> [REQUIRED ACTION] Copy out each line of the data that contains "surface".

Top of INPUT DATA

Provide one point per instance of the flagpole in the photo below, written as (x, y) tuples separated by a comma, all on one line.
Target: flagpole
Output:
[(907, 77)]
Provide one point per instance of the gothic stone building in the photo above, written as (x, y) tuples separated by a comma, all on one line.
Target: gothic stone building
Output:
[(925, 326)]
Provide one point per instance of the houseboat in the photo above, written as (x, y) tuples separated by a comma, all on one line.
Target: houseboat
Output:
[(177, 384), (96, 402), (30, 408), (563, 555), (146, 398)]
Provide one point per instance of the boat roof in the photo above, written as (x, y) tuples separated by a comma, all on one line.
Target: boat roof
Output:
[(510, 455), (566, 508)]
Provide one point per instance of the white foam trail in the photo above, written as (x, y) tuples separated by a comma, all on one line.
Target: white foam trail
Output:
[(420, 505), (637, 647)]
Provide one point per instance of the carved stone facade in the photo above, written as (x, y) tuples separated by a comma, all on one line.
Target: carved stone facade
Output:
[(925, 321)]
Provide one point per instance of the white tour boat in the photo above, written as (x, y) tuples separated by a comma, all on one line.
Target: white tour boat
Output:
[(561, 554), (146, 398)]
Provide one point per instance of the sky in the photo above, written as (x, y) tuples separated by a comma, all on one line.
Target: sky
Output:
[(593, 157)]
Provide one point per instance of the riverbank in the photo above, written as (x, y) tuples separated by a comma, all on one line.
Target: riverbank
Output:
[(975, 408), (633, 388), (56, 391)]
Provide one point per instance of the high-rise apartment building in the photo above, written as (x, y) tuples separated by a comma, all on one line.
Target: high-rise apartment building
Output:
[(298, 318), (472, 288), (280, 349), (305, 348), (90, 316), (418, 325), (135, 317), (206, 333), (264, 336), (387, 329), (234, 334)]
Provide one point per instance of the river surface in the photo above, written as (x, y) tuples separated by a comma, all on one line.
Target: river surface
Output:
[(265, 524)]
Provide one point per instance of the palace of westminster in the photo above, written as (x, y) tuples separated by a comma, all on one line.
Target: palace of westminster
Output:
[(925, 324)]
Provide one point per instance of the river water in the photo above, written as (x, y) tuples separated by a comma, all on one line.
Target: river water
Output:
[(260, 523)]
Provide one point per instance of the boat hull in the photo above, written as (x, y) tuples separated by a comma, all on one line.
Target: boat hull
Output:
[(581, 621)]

Bottom of INPUT DATA

> [ANSWER TO THE EXERCISE]
Provide one point per instance of the river surface in the photo above, written as (x, y) tuples separated by a comma, all on one line.
Target: river surface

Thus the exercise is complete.